**Directions**
All records are to be retyped faithfully and completely.

(Entries from a pointing dataset)
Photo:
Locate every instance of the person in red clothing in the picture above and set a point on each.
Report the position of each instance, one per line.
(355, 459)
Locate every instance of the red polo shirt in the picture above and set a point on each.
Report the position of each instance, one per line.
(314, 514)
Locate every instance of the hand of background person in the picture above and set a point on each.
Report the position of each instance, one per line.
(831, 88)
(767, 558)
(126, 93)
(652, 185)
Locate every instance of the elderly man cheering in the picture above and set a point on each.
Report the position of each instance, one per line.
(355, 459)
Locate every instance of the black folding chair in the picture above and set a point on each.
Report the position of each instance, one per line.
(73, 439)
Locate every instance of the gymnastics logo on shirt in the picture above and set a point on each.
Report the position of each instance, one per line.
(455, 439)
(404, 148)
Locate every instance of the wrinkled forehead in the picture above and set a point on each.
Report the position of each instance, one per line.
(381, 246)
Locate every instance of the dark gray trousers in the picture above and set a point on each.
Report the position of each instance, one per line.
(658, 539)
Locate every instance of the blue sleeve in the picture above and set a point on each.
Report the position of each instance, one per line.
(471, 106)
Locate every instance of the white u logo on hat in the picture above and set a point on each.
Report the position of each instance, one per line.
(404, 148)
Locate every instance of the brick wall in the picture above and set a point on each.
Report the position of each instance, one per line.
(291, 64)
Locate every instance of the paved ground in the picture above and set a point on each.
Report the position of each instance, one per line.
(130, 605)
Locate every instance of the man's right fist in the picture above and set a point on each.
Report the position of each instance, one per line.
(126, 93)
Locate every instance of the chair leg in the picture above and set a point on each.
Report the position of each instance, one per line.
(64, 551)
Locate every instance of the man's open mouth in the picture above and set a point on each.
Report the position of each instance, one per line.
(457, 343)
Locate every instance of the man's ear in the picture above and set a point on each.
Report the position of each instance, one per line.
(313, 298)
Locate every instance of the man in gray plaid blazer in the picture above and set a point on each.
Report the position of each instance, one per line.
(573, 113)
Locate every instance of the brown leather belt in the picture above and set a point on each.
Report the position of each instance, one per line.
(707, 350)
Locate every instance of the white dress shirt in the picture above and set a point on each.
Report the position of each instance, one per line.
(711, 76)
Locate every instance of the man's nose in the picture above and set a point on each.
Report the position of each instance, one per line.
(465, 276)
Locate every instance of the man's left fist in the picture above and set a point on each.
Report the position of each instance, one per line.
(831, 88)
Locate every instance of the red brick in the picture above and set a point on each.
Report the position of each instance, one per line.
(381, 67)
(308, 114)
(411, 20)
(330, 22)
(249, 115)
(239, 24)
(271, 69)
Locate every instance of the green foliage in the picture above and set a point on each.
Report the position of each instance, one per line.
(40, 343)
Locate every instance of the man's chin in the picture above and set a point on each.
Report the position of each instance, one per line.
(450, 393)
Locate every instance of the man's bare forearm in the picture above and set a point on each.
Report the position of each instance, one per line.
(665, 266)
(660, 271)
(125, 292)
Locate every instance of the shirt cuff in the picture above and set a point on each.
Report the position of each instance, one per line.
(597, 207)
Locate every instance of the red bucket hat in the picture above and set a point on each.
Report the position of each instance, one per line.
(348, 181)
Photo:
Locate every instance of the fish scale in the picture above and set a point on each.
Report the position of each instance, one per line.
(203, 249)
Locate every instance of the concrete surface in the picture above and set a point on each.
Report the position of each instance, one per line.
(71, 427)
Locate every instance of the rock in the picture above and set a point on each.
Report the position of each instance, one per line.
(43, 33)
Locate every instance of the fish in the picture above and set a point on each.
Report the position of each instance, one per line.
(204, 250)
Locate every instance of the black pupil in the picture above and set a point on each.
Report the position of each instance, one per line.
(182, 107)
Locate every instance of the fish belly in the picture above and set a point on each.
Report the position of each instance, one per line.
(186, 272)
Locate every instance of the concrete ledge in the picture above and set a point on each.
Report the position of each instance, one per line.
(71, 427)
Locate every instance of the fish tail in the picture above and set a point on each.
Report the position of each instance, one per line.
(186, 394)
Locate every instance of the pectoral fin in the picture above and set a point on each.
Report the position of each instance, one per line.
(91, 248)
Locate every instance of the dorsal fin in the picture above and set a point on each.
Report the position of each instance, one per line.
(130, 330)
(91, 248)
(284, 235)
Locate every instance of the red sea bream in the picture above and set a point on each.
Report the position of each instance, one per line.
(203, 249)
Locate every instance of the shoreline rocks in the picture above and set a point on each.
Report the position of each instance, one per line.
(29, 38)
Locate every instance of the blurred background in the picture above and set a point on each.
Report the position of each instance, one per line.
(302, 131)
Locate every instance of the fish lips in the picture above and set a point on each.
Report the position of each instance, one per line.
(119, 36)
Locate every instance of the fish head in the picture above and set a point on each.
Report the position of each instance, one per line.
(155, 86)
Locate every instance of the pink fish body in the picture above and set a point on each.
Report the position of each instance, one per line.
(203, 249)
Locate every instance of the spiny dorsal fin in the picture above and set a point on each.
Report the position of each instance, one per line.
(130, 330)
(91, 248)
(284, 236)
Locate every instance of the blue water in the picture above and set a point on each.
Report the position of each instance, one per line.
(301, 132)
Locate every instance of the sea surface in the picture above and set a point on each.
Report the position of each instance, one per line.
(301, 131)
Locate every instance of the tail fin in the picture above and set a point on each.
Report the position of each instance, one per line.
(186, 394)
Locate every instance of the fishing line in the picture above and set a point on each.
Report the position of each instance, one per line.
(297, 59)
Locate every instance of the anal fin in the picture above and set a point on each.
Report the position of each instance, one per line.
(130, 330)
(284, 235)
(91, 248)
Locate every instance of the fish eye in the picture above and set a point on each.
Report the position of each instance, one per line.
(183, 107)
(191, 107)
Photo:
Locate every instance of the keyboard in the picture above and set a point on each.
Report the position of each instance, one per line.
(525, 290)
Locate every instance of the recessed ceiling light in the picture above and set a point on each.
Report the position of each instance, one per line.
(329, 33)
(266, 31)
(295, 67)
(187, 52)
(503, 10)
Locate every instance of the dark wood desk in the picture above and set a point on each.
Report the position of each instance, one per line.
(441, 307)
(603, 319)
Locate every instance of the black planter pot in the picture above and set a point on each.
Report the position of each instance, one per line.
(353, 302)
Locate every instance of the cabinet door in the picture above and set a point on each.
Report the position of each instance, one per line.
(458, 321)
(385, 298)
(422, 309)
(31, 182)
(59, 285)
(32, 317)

**Full solution**
Photo:
Locate every instance of the person in red clothing in the picture above and set a point on each.
Report the position of each instance, one per line.
(355, 459)
Locate every instance of the red polo shirt in the picture above and set a point on each.
Report the position of each instance, one per line.
(314, 514)
Locate every instance of the hand of background person in the picture above and set a point on each.
Report the position of each instance, one per line.
(831, 88)
(767, 558)
(126, 93)
(652, 185)
Locate every instance of the elderly man cheering in the picture above and set a point on each.
Report the position of each instance, one per line.
(355, 459)
Locate every instance of the black folding chair in the picture above and set a point on each.
Report the position of each instance, one per line.
(73, 439)
Locate every instance of the gymnastics logo on shirt in the picture above and set a point on each.
Report the position of each instance, one per line.
(455, 439)
(404, 148)
Locate every instance of the wrinkled forehead in the picture above and set a point on each.
Report the position of each instance, one per line.
(381, 246)
Locate every instance of the dark gray trousers in the picture above and set a point on each.
Report the position of each instance, one per line.
(658, 539)
Locate every instance of the blue sleeve in the picture above and set a point on each.
Report the position of each instance, one per line.
(471, 106)
Locate every instance of the white u logo on hat in the picture above and set a point on each.
Report the position of each instance, one per line.
(404, 148)
Locate every instance of the brick wall in the picture above and set a point on each.
Report the position of each instance, one per line.
(291, 64)
Locate every instance of the paved ground in the picture above and set a point on each.
Report the position of each instance, one per line.
(130, 605)
Locate every instance of the man's right fist in the picture above and set a point on each.
Report the position of each instance, one per line.
(126, 93)
Locate every instance of the chair leg in the picture above and set a point on each.
Report the position of each instance, one per line.
(64, 551)
Locate every instance of the man's open mouth in the picture above and set a point on each.
Report the position of each instance, one per line.
(457, 343)
Locate every instance of the man's ear in the picture above and set a point on each.
Report the position of each instance, one per line.
(313, 298)
Locate every instance of the man in gray plaid blazer in the picture above and set a point on each.
Report the position of each instance, one per line.
(573, 113)
Locate every instance of the brown leather belt in the picture above and set a point on each.
Report the position of each instance, one per line.
(707, 350)
Locate every instance of the white dress shirt in the picture above and set a point on each.
Report the position of each instance, one per line.
(711, 76)
Locate every instance of the man's nose in the picture above and set a point on each.
Report the position of each instance, one per line.
(465, 276)
Locate every instance of the man's left fist in the picture above and set a point on each.
Report the position of each instance, one per line.
(831, 88)
Locate every instance of the red brick in the picture above and set a point on each.
Report the position of each instance, one per line.
(381, 67)
(308, 114)
(411, 20)
(330, 22)
(249, 115)
(239, 24)
(271, 69)
Locate every instance of the green foliage in the picture above and set a point on each.
Report the position of each instance, one per line.
(40, 343)
Locate every instance of the man's chin in the picture above and set a point on each.
Report the position of each instance, one per line.
(450, 393)
Locate every instance of the man's bare forearm in the picture above and set a point on each.
Report the position of each instance, one per line.
(665, 266)
(660, 271)
(125, 292)
Locate every instance of the shirt cuff in the picture above and set a point on each.
Report the position of each instance, one per line.
(597, 207)
Locate every instance of the red bucket hat in the picture above and set a point on each.
Report the position of each instance, one per line.
(348, 181)
Photo:
Locate every instance of the fish scale in the picture above and set a point on each.
Report the position of each instance, one per line.
(203, 249)
Locate every instance of the concrete surface in the picture above and set a point on each.
Report the position of each instance, one per line.
(71, 427)
Locate every instance of the rock in the picture above and set a point on each.
Report the position of each instance, one per line.
(43, 33)
Locate every instance of the fish in the picture above and set a point on each.
Report the position of each instance, one per line.
(204, 250)
Locate every instance of the black pupil in the picture above and set a point on each.
Report the position of each instance, one per line.
(182, 107)
Locate every instance of the fish belly in the picture above and set a point on each.
Report the position of each instance, one per line.
(186, 272)
Locate every instance of the concrete ledge in the picture above and set a point on each.
Report the position of each instance, one per line.
(71, 427)
Locate every instance of the fish tail in the picture above and set a point on each.
Report the position of each instance, one per line.
(186, 394)
Locate every instance of the pectoral fin in the picture above and set a point on each.
Report the position of each instance, one per line.
(91, 248)
Locate every instance of the dorsal fin in the picture above and set a point on each.
Report the position of each instance, one per line.
(130, 330)
(91, 248)
(284, 235)
Locate every instance of the red sea bream in the picture above and set a point on each.
Report the position of each instance, one per line.
(203, 249)
Locate every instance of the shoreline rocks in the picture above and set a point on each.
Report the position of each instance, one per line.
(29, 38)
Locate every instance of the blurred background in the picture above and set a point on each.
Report the position of each instance, one per line.
(302, 131)
Locate every instance of the fish lips in the picture above and set a point on each.
Report the position of each instance, one per line.
(119, 36)
Locate every instance of the fish head in the picture above and set a point on each.
Report the position of each instance, one per line.
(155, 86)
Locate every instance of the pink fish body in the picture above and set a point on each.
Report the position of each instance, one per line.
(203, 249)
Locate every instance of the spiny dorsal fin in the picture above and set a point on each.
Report the position of each instance, one per line.
(130, 330)
(91, 248)
(284, 236)
Locate every instance of the blue water in the picture above and set a point on each.
Report the position of each instance, one per line.
(301, 132)
Locate every instance of the sea surface in the picture above and set a point on each.
Report the position of each instance, one per line.
(301, 131)
Locate every instance of the tail fin in the picture above and set a point on each.
Report the position of each instance, one per line.
(186, 394)
Locate every instance of the fishing line in the picture above and set a point on each.
Report the position of each instance, one per line.
(297, 59)
Locate every instance of the anal fin in the picture above and set a point on each.
Report the position of each instance, one per line.
(130, 330)
(284, 235)
(91, 248)
Locate every instance of the fish eye in the picture above and set a point on each.
Report the position of each instance, one per line.
(183, 107)
(191, 107)
Photo:
Locate every instance of the keyboard in the picture above and set a point on each.
Report the position of each instance, one per line.
(525, 290)
Locate every instance of the recessed ceiling light in the picture above and set a point on each.
Report the position of each instance, one per line.
(329, 33)
(266, 31)
(295, 67)
(187, 52)
(503, 10)
Locate every instance of the dark wood desk in the picture above and set a point on each.
Report the position of each instance, one per line.
(441, 307)
(603, 319)
Locate every instance of the black planter pot in the picture above and set a point on each.
Report the position of each instance, one per line.
(353, 302)
Locate every instance of the cabinet door in the picture above and set a point on each.
Report the position of each instance, one per line.
(458, 321)
(385, 298)
(422, 309)
(31, 182)
(59, 285)
(32, 317)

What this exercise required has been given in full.